Written exercise – Copy out the records verbatim, from the line with "Where can the nfl shield" to the line with "pixel 747 832", and leave out everything else.

Extracted entries –
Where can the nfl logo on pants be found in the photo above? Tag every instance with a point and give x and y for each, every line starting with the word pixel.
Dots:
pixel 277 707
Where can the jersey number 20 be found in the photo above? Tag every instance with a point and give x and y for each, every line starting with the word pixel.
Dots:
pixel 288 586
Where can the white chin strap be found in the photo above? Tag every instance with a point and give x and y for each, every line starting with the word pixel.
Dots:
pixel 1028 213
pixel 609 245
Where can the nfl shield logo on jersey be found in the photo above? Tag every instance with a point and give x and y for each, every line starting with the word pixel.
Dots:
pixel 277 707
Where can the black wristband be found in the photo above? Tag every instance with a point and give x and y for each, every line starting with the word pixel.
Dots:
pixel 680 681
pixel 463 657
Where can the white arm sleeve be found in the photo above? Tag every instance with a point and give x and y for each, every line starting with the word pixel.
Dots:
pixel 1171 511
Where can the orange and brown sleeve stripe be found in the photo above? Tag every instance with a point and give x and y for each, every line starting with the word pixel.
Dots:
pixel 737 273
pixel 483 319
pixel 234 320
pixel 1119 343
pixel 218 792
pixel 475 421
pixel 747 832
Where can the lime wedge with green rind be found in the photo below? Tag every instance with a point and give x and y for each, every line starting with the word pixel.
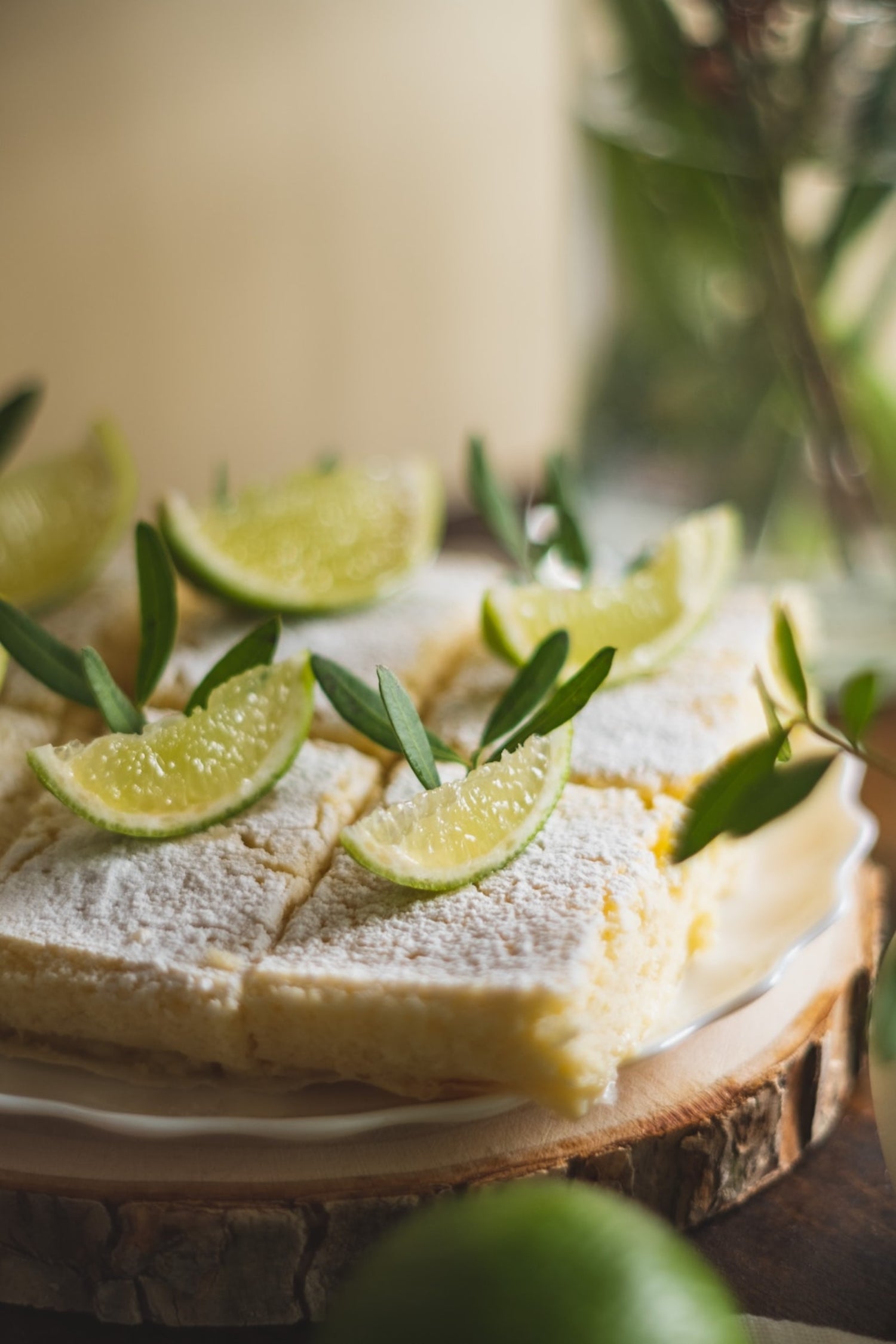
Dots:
pixel 646 617
pixel 185 773
pixel 61 519
pixel 444 837
pixel 316 542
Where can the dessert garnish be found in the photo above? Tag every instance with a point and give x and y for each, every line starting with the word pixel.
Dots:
pixel 646 616
pixel 457 832
pixel 765 780
pixel 319 541
pixel 237 737
pixel 61 518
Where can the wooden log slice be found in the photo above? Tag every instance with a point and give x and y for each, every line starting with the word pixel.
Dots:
pixel 237 1233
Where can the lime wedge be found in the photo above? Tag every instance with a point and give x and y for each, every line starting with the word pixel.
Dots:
pixel 182 775
pixel 457 834
pixel 61 519
pixel 316 542
pixel 645 617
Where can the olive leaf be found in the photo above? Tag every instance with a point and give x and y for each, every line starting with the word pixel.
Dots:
pixel 409 729
pixel 158 609
pixel 859 703
pixel 254 649
pixel 363 708
pixel 714 807
pixel 773 719
pixel 17 413
pixel 498 510
pixel 46 658
pixel 112 702
pixel 528 687
pixel 566 702
pixel 787 656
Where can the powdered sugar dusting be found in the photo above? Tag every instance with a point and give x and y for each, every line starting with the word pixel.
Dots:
pixel 533 923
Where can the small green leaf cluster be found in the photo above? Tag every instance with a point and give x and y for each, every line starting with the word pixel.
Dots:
pixel 17 412
pixel 84 676
pixel 762 781
pixel 532 705
pixel 508 523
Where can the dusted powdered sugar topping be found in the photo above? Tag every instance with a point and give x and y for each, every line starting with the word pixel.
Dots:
pixel 220 894
pixel 657 733
pixel 535 923
pixel 416 632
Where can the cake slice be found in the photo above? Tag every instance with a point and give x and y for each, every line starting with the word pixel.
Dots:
pixel 122 950
pixel 657 734
pixel 538 980
pixel 419 633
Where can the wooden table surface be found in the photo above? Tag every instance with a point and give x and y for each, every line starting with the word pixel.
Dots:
pixel 820 1246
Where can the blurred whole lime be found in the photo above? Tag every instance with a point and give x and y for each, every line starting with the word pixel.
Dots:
pixel 544 1262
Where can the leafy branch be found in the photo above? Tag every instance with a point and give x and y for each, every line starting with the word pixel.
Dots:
pixel 763 781
pixel 510 524
pixel 84 676
pixel 533 703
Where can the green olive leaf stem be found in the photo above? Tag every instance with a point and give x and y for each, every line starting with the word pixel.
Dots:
pixel 44 656
pixel 362 707
pixel 158 609
pixel 787 656
pixel 528 687
pixel 566 702
pixel 409 729
pixel 498 510
pixel 17 412
pixel 859 703
pixel 256 648
pixel 112 702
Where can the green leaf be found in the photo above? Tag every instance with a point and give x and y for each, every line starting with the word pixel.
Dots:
pixel 220 487
pixel 773 721
pixel 409 729
pixel 859 703
pixel 496 507
pixel 46 658
pixel 528 687
pixel 883 1018
pixel 17 413
pixel 560 492
pixel 713 808
pixel 786 787
pixel 566 701
pixel 789 662
pixel 251 651
pixel 112 702
pixel 362 708
pixel 158 609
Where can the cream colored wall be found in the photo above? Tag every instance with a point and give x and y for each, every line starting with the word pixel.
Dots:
pixel 260 229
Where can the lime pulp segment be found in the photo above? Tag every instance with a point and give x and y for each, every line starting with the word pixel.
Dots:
pixel 185 773
pixel 317 541
pixel 645 617
pixel 62 517
pixel 460 832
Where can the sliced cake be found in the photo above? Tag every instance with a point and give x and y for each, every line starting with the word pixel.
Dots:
pixel 536 980
pixel 419 633
pixel 657 734
pixel 133 950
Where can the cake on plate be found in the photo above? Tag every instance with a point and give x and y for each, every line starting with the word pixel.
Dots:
pixel 261 948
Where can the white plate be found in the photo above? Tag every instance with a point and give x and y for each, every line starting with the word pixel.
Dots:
pixel 794 879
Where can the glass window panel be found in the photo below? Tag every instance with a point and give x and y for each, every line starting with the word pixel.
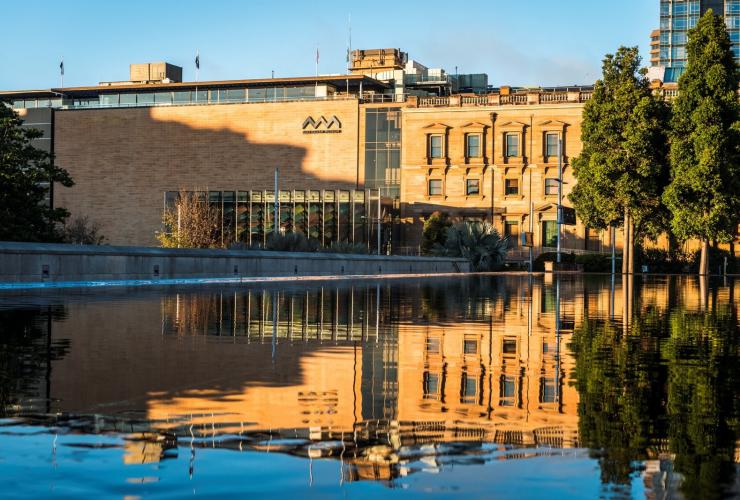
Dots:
pixel 235 95
pixel 472 187
pixel 163 97
pixel 473 145
pixel 512 145
pixel 435 187
pixel 435 146
pixel 551 144
pixel 182 97
pixel 146 98
pixel 128 99
pixel 109 99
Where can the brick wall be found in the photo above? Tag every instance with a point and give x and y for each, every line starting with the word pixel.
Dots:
pixel 123 160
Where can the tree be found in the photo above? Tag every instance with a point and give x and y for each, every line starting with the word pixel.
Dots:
pixel 704 191
pixel 24 173
pixel 479 242
pixel 191 223
pixel 622 169
pixel 435 231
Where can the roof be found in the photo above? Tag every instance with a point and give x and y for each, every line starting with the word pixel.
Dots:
pixel 340 81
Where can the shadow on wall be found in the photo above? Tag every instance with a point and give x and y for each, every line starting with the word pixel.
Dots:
pixel 124 160
pixel 414 215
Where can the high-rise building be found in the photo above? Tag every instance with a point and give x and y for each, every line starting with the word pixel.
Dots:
pixel 677 17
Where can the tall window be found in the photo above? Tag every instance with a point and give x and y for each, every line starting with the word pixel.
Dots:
pixel 511 187
pixel 472 187
pixel 511 231
pixel 549 233
pixel 551 145
pixel 435 146
pixel 472 146
pixel 512 145
pixel 435 187
pixel 468 389
pixel 551 186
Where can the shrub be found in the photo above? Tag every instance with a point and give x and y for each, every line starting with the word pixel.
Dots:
pixel 81 231
pixel 539 262
pixel 479 242
pixel 346 247
pixel 291 242
pixel 435 231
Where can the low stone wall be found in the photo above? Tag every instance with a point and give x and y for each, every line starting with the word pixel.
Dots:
pixel 31 262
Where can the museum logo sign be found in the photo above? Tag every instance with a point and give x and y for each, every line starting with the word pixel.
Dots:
pixel 322 125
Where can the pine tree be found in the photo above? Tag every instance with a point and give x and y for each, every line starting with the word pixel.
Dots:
pixel 704 191
pixel 623 168
pixel 24 216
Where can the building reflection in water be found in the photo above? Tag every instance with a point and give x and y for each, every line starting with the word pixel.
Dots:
pixel 390 378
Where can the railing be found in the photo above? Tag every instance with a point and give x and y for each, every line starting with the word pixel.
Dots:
pixel 514 99
pixel 555 97
pixel 433 102
pixel 479 100
pixel 98 105
pixel 381 98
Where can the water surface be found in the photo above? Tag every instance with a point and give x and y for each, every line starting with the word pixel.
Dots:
pixel 487 386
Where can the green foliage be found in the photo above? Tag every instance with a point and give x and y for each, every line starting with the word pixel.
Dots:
pixel 435 231
pixel 623 164
pixel 704 191
pixel 291 242
pixel 596 263
pixel 81 231
pixel 479 242
pixel 539 262
pixel 24 169
pixel 346 247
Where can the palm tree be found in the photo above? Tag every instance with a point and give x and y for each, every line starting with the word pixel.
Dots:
pixel 479 242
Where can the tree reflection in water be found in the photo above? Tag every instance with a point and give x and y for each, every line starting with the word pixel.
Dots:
pixel 662 392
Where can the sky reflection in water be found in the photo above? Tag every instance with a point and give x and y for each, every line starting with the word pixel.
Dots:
pixel 483 386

Solution –
Where can the nfl shield logo on jersey be found in the photo above? Tag every instance with a point and give x and y for each, every line starting with the word pixel.
Dots:
pixel 277 707
Where can the black wristband be found in the photo above? Tag every instance with a point and give x and y for each, every line starting with the word pixel.
Dots:
pixel 680 681
pixel 463 657
Where can the white arm sleeve be found in the photo above? Tag every instance with a point and give x and y for each, every line starting with the word pixel.
Dots:
pixel 1171 511
Where can the orange and brown sleeve stripe be found in the photo above? Tag every instance with a point and give x and y for each, every line starting with the word pixel.
Dots:
pixel 737 273
pixel 483 319
pixel 234 320
pixel 1119 343
pixel 218 792
pixel 475 421
pixel 747 832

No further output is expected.